(Data records)
---

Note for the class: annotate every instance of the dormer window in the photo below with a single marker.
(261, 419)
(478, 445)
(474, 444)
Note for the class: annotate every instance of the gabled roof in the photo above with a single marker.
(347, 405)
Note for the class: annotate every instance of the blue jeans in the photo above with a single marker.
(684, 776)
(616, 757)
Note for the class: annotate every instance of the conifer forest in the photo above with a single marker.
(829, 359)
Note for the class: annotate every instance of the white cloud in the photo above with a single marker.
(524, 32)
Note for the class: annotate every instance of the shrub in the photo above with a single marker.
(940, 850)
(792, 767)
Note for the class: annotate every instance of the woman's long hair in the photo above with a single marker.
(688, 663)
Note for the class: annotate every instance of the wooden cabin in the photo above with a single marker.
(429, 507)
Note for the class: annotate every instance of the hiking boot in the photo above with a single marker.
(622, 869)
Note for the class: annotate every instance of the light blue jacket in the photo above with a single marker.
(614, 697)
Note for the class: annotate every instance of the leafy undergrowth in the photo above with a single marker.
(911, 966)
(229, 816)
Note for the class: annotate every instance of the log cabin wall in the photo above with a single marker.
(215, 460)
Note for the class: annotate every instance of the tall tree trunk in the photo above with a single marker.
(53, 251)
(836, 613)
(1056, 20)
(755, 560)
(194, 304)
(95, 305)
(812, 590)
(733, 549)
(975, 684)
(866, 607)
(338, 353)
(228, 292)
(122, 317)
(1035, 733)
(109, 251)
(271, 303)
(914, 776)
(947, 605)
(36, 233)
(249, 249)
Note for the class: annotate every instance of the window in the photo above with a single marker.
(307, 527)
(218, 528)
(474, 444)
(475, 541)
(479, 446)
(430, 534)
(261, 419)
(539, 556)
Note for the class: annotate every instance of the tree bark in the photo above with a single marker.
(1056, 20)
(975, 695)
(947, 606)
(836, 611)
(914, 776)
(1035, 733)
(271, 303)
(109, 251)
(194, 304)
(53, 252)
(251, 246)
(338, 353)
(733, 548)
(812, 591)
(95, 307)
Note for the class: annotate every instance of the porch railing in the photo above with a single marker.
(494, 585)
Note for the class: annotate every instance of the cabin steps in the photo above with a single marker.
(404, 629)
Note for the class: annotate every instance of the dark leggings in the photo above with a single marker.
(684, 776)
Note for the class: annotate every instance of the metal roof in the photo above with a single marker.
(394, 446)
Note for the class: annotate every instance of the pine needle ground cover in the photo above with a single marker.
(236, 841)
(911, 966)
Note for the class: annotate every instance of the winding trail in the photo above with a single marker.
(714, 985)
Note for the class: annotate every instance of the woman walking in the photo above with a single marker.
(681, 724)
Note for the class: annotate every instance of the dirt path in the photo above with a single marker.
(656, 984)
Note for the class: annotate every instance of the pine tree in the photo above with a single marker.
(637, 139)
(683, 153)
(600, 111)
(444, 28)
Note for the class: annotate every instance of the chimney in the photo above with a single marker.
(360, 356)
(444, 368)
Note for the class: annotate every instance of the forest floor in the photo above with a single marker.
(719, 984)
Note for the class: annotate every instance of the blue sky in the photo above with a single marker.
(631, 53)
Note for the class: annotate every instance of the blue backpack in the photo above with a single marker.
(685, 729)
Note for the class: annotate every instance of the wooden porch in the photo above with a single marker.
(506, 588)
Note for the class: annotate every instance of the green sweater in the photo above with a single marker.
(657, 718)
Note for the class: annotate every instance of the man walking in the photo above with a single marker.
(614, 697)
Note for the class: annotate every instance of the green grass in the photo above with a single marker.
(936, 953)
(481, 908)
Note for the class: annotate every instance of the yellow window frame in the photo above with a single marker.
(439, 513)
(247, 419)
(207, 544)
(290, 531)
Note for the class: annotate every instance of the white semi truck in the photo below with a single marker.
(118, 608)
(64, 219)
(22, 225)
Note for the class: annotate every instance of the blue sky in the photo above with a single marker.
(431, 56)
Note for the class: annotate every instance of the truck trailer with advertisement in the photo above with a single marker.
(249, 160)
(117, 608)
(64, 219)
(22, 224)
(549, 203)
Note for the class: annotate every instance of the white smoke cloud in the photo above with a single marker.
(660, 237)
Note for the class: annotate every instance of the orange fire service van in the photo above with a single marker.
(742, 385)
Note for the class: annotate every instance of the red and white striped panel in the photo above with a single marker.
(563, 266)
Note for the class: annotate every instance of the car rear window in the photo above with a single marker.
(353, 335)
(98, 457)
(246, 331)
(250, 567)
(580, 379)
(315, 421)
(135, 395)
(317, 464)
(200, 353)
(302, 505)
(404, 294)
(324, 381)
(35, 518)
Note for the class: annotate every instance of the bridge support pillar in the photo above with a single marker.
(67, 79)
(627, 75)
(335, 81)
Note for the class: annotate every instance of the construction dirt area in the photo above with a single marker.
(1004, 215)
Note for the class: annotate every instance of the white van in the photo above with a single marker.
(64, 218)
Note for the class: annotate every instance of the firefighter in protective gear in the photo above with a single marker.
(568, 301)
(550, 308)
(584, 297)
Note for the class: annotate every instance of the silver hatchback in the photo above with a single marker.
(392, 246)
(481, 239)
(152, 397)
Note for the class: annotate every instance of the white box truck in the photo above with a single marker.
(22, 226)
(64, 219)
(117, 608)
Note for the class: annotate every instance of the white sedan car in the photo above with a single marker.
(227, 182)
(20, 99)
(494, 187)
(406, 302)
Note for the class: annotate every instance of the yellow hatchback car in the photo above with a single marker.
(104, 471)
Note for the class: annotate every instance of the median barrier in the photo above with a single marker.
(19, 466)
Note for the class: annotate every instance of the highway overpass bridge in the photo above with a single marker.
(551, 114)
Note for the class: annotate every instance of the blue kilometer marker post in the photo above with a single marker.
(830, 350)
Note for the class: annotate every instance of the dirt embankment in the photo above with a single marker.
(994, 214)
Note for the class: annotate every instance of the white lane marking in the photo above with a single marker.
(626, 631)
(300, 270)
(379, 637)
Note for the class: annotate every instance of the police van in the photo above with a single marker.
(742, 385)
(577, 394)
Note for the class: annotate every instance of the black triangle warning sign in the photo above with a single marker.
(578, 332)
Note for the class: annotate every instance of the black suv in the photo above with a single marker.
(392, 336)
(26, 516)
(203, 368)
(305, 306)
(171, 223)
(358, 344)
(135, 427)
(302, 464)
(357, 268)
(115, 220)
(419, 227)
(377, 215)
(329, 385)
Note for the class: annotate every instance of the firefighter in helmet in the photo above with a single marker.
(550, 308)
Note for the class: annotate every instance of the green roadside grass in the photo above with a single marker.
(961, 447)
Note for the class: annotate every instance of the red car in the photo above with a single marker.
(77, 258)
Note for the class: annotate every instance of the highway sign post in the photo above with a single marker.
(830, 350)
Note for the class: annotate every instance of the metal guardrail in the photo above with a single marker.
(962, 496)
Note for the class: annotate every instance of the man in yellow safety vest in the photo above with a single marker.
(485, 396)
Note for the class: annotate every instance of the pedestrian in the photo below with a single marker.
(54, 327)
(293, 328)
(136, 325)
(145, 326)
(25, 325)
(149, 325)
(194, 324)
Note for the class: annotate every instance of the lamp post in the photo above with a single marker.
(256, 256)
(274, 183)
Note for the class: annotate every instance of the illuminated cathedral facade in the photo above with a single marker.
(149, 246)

---

Copy exactly, word for word, the line with "Note for the class: annotate every instance of the highway sign" through the final line of the listing.

Note for the class: annotate every instance of the highway sign post in the photo above with a single marker.
(830, 350)
Note for the class: annotate every instance of the metal guardrail in the photo above with a single marker.
(962, 496)
Note for the class: annotate every instance of the man in yellow safety vest in the photo above with a single marker.
(485, 396)
Note for the class: annotate every instance of the pedestrian in the photo below with a single marker.
(54, 327)
(293, 328)
(136, 325)
(145, 326)
(25, 325)
(149, 325)
(194, 324)
Note for the class: annotate every instance of the lamp post in the photo above with a single marker.
(256, 256)
(274, 183)
Note for the class: annotate every instance of the illuminated cathedral facade in the photo above with a single marker.
(149, 246)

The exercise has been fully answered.